_Challenge_
Could you return every one of the rows below word for word, with nothing added or changed?

_Items_
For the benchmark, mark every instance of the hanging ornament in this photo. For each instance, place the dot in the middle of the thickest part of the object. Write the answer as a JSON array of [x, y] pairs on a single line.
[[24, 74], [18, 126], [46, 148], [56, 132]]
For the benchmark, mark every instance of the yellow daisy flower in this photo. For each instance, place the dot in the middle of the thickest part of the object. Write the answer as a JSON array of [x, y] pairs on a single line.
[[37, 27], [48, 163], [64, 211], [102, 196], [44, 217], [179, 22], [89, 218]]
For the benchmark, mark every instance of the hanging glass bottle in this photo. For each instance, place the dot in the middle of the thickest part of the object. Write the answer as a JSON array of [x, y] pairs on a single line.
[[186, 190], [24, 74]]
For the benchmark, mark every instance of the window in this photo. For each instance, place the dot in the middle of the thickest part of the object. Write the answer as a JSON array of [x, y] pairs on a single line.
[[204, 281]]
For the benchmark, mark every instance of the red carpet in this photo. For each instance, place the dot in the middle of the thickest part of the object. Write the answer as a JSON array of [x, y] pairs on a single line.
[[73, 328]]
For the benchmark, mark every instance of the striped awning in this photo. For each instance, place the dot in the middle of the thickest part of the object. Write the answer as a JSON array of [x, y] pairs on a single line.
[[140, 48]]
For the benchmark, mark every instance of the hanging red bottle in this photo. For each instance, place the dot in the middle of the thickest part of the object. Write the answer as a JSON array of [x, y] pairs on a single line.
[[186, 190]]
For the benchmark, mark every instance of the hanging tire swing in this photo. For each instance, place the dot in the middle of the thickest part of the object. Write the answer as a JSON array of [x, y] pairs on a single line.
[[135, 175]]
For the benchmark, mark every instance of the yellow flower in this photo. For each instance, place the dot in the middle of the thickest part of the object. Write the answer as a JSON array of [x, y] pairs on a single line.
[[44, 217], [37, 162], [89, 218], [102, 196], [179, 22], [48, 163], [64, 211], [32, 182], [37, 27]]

_Final answer_
For the benchmark, mark every instance of the hanging ornament in this photo. For each instance, place the dot in the middle of the thickest part of the object. Write the answer as a JSON array of [x, y] pairs on a single line.
[[24, 74], [18, 126], [46, 148], [56, 132]]
For the benchmark, mark every instance of the yellow daisy flower in this photo. For each instance, place the dot in the middle of the thickest part of the object. Write the answer as a JSON array of [x, y] pairs on a single line.
[[37, 27], [48, 163], [64, 211], [102, 196], [44, 217], [179, 22], [89, 218]]
For the benchmark, mark every instance of the hanging glass bottle in this photo. For each instance, place the dot in the middle of the thickest part of the object. Write the answer as a JSON array of [x, y] pairs on a single line.
[[186, 190], [24, 74]]
For the benchmark, mark every instance of the window in this photo. For each instance, place the dot in the middle of the thickest part of the object. Write the answer as a JSON array of [x, y] pairs on a single line.
[[204, 281]]
For the benchmark, mark every instance of the red carpet in this photo. For each instance, place the dot in the middle of the thickest part of the object. Write the answer as a JSON array of [x, y] pairs on a single line.
[[73, 328]]
For the benchmark, mark every instance of the striped awning in this photo. For each instance, place the dot in the middle of the thickest part of the object. Write the answer as a JSON array of [x, y] pairs on a single line.
[[140, 48]]
For the benchmark, mark every instance of the hanging red bottle in this photo. For each instance, place the dot in the middle of the thickest part of the object. Write the answer as a JSON array of [x, y] pairs on a single line.
[[186, 190]]
For the benchmark, mark every instance of the hanging tire swing in this photo. For each instance, place the dot in the middle of the thickest part of the object. Write the answer as a JSON array of [x, y] pairs on a single line.
[[135, 175]]
For the benchmark, mark every instance of the yellow flower in this photo. For each instance, place the dot in the middle of the thickest part of the object. Write the answer as a JSON array of [x, y] pairs on a single line.
[[44, 217], [37, 162], [89, 218], [102, 196], [179, 22], [48, 163], [64, 211], [32, 182], [37, 27]]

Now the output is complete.